■ **Document section**:
◆ ◆ ◆ ◆ ◆ ◆ ◆

I was OK with that -- and I could believe that the feelings he had let himself develop for K were really about things he was not getting in our own relationship. I thought we would be OK as long as we worked on strengthening our relationship (particularly our sexual relationship). I am the lower libido spouse (shockingly! heh), so I really just thought a lot of this issue probably came down to him wanting more and better quality sex from me.

 

But now I think my initial read on the situation was more correct.

He keeps wanting to talk about how big a deal these thwarted desires are to him -- and keeps referring to them as hopes and dreams -- and keeps openly weeping when talking about cutting things off with K. (Very hurtful as I don't remember him ever displaying an emotional response on my behalf of nearly that magnitude.) Oh and he shared that even after all this trouble between the two of us the thing he is mostly still thinking about at work...is fantasies about K. Thanks, honey!

◆ ◆ ◆ ◆ ◆ ◆ ◆

■ **Actions to take**:
**A)** In the relationship post, what does the husband keep calling his thwarted desires?
**B)** Write out everything from "But now I think" down to "K. Thanks, honey!" in the relationship post, substituting "crying" for "weeping".
The rows that come next have nothing to do with the text above.

Data excerpts
◆ ◆ ◆ ◆ ◆ ◆ ◆

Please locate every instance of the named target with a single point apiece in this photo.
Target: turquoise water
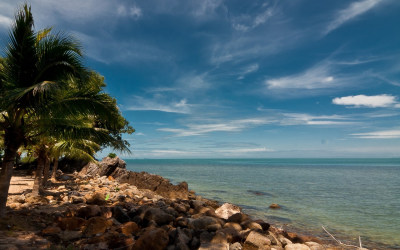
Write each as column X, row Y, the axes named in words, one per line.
column 350, row 197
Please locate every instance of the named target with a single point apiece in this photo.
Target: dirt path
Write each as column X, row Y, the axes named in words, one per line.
column 19, row 184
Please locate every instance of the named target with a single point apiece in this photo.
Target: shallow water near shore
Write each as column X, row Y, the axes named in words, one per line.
column 350, row 197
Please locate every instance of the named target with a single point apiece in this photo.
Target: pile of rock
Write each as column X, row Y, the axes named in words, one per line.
column 103, row 213
column 116, row 168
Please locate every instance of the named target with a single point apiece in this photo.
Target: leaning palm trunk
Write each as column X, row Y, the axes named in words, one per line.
column 12, row 141
column 37, row 184
column 55, row 166
column 5, row 177
column 46, row 172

◆ ◆ ◆ ◆ ◆ ◆ ◆

■ **Answers given**:
**A)** Hopes and dreams.

**B)**
But now I think my initial read on the situation was more correct.

He keeps wanting to talk about how big a deal these thwarted desires are to him -- and keeps referring to them as hopes and dreams -- and keeps openly crying when talking about cutting things off with K. (Very hurtful as I don't remember him ever displaying an emotional response on my behalf of nearly that magnitude.) Oh and he shared that even after all this trouble between the two of us the thing he is mostly still thinking about at work...is fantasies about K. Thanks, honey!